Dataset records:

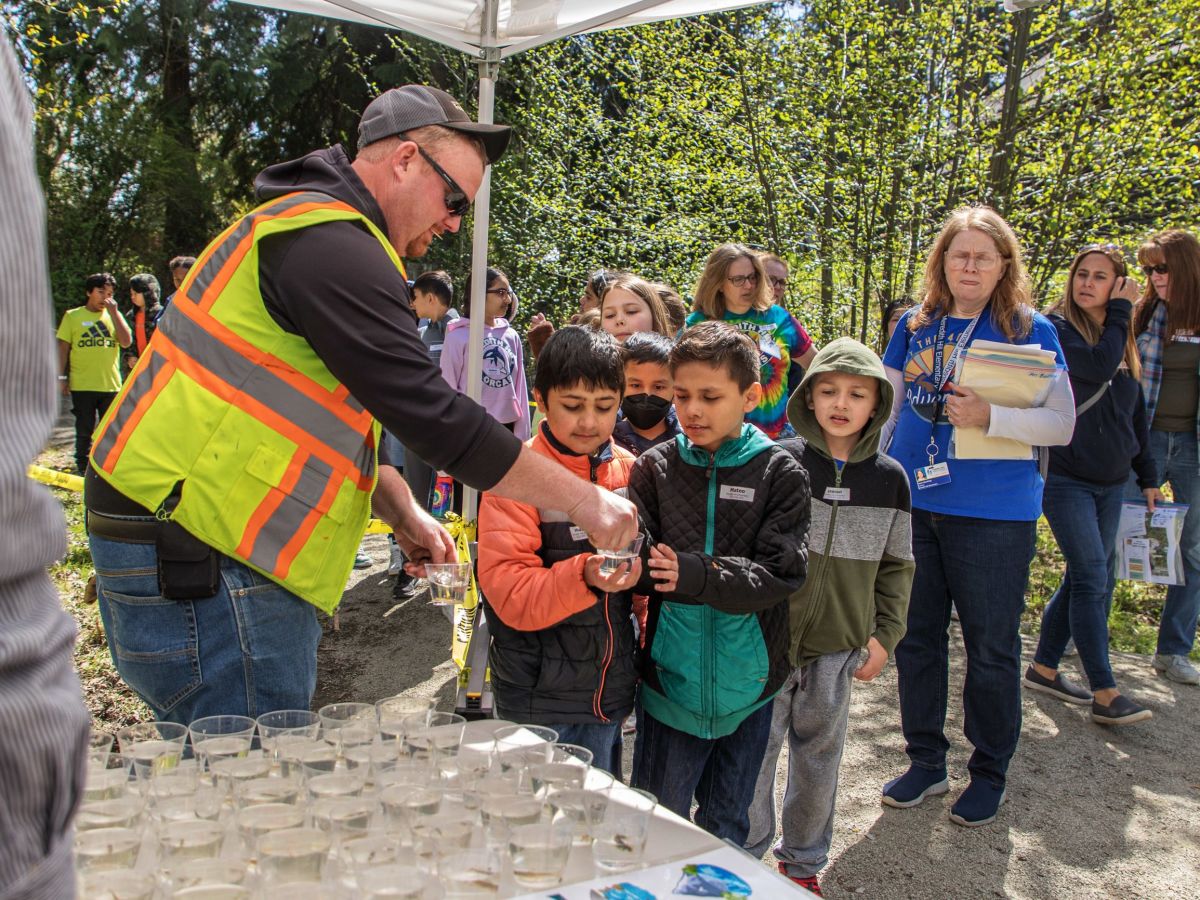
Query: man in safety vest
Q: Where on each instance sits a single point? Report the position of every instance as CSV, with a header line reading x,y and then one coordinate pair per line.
x,y
231,481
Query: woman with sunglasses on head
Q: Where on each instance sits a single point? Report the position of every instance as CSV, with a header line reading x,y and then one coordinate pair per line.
x,y
735,288
1086,481
1167,324
505,395
973,521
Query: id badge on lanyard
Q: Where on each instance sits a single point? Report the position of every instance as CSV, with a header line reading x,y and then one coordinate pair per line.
x,y
939,473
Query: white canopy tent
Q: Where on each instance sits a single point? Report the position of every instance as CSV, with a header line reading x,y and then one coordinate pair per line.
x,y
490,31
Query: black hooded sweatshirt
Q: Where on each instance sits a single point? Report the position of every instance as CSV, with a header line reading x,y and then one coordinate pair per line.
x,y
1113,436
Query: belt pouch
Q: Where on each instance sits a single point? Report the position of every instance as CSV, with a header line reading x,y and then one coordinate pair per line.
x,y
189,569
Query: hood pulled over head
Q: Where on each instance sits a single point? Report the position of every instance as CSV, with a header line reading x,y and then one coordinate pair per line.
x,y
849,357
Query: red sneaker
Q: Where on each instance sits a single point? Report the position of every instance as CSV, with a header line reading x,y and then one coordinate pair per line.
x,y
808,882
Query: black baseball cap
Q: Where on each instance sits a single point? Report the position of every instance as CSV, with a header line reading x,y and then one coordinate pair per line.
x,y
414,106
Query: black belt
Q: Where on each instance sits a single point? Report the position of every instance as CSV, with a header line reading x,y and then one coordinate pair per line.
x,y
124,531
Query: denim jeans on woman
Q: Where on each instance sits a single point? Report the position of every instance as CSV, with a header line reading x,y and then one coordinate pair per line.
x,y
981,568
249,649
1084,519
1177,459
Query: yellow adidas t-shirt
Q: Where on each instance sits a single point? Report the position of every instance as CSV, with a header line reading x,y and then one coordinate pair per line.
x,y
95,355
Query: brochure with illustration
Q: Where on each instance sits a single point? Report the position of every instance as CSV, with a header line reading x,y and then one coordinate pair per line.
x,y
1149,545
727,873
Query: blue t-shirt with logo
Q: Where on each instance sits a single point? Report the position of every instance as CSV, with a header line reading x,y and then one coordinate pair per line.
x,y
983,489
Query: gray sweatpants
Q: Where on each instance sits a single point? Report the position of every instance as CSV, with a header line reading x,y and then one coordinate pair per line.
x,y
811,711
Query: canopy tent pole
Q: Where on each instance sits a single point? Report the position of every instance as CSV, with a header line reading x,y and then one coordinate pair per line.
x,y
489,69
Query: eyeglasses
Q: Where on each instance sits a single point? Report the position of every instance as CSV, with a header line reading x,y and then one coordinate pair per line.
x,y
983,262
457,203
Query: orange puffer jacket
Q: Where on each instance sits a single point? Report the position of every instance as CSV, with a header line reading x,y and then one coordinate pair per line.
x,y
562,652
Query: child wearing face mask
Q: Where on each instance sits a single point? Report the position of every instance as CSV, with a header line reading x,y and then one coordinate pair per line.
x,y
649,415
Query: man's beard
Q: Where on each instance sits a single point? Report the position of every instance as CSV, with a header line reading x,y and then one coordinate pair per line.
x,y
417,247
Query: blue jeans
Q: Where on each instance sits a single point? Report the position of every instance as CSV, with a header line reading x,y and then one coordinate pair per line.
x,y
1179,463
719,773
604,742
1084,519
981,568
249,649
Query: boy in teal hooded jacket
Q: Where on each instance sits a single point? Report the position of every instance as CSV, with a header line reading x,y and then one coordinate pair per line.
x,y
726,513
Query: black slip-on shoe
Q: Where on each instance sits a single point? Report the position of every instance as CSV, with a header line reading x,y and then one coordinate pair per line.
x,y
1057,687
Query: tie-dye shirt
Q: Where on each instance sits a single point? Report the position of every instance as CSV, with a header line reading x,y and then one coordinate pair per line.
x,y
780,340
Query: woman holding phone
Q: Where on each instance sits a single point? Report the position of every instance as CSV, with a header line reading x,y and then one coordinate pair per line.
x,y
1086,480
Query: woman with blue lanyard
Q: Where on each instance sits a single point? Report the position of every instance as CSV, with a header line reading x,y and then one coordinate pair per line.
x,y
1168,328
973,521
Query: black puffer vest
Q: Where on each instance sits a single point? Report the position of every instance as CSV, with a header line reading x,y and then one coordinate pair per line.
x,y
582,670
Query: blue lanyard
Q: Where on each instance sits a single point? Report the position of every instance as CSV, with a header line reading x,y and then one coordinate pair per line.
x,y
941,381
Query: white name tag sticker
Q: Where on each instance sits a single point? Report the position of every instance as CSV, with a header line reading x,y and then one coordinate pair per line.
x,y
732,492
933,475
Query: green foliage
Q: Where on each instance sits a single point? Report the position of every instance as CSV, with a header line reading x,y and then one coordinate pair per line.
x,y
835,132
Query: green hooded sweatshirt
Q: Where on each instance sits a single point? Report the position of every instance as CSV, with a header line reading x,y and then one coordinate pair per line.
x,y
861,562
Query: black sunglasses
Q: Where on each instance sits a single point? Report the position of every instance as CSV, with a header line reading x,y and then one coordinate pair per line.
x,y
457,203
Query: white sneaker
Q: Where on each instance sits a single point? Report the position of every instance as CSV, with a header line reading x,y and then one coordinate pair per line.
x,y
1176,669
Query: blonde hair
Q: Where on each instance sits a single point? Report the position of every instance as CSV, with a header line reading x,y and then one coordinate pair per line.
x,y
1085,324
643,291
1011,300
709,297
1180,251
676,309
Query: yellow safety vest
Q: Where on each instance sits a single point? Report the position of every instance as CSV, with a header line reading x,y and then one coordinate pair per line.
x,y
276,457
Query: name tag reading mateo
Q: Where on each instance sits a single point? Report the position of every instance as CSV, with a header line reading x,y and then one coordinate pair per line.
x,y
732,492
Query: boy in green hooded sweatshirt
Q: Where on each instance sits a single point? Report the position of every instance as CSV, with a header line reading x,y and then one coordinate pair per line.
x,y
851,612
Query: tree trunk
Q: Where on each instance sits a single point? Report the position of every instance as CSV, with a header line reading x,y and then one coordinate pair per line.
x,y
1001,171
826,244
185,228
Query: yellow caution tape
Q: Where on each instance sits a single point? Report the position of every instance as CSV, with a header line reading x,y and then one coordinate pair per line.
x,y
55,479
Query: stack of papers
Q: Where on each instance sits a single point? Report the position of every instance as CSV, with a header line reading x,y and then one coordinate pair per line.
x,y
1017,376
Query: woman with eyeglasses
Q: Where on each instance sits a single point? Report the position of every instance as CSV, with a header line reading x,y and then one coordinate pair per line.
x,y
505,395
1086,480
1167,324
735,288
973,521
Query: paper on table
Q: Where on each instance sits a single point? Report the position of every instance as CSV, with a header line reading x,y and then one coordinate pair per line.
x,y
1012,376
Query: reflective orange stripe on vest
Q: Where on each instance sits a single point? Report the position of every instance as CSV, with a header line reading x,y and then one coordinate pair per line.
x,y
330,424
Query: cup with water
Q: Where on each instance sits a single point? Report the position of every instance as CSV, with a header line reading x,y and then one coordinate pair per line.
x,y
615,559
448,582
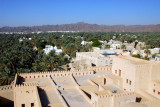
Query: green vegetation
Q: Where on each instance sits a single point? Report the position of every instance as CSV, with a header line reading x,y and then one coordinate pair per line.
x,y
20,57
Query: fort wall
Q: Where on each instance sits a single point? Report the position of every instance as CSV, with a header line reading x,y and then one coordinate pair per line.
x,y
55,74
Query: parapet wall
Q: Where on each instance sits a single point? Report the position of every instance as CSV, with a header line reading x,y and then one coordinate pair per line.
x,y
117,95
6,88
100,68
55,74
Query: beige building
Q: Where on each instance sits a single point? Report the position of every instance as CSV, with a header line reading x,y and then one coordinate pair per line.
x,y
129,82
138,74
157,57
95,87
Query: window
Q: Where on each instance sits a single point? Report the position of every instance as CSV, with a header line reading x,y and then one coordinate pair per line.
x,y
115,71
23,105
154,90
130,82
126,80
119,72
32,104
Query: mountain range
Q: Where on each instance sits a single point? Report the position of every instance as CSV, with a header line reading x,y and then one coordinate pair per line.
x,y
84,27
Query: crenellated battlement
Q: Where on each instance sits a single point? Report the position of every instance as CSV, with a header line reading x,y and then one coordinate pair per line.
x,y
26,85
117,95
55,74
6,88
100,68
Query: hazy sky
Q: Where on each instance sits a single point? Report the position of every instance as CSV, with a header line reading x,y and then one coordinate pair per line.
x,y
109,12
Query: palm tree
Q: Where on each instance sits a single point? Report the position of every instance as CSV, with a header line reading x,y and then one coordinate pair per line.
x,y
6,77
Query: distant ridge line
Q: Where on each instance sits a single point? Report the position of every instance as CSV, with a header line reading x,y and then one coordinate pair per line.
x,y
84,27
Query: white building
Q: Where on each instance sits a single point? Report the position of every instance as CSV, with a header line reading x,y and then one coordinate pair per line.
x,y
49,48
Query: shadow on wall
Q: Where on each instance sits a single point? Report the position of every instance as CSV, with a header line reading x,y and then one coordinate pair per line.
x,y
5,102
43,97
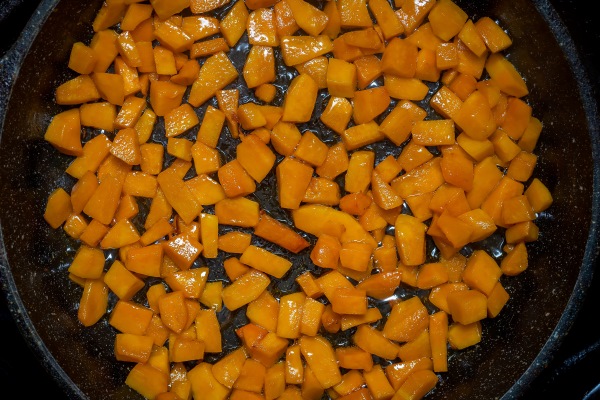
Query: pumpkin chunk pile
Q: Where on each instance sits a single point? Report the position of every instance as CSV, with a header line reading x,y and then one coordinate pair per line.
x,y
394,139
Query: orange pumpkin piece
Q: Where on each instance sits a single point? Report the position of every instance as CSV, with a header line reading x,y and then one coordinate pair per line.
x,y
276,232
265,261
250,285
216,73
93,303
320,357
64,132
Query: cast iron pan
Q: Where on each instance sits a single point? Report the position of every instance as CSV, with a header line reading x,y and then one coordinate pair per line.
x,y
516,345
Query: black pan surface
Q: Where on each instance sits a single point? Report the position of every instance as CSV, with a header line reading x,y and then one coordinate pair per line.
x,y
517,345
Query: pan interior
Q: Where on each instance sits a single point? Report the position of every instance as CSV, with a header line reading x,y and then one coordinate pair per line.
x,y
544,297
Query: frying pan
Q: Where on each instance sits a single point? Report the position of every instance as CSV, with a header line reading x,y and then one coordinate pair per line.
x,y
516,345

Directions: Repeat, word for word, every line from the line that contains "Query: orange pumpkin piece" to the end of the entries; include both of those lines and no others.

Correct output:
Query: orange pumpkin piece
Q: Where on each instance sits a single point? Report the position of every instance as CSV, with a header line reading x,y and then one coordinate pair per line.
x,y
276,232
265,261
250,285
216,73
93,303
320,357
64,132
Query: cast iron pan
Q: Where on each instance sits a single point? Report the position of every instance as CSV, with a header line reading x,y and then one coordinate pair per line.
x,y
516,345
Query: black pan surface
Q: Where on each instance sits a single point? Report the position of every instance as CSV, with a header line reading x,y and then one coordinate pair per line.
x,y
517,345
Query: pan interior
Q: Where on each instance sits a single point? Report the position of every instance as CSV, with a header line reading x,y and then one coordinate pair per line.
x,y
544,297
Query: frying pan
Q: Where on each instance sits a single point? Report the position of every instance as CSV, with a header line reading x,y and then one coordinate pair per line.
x,y
516,345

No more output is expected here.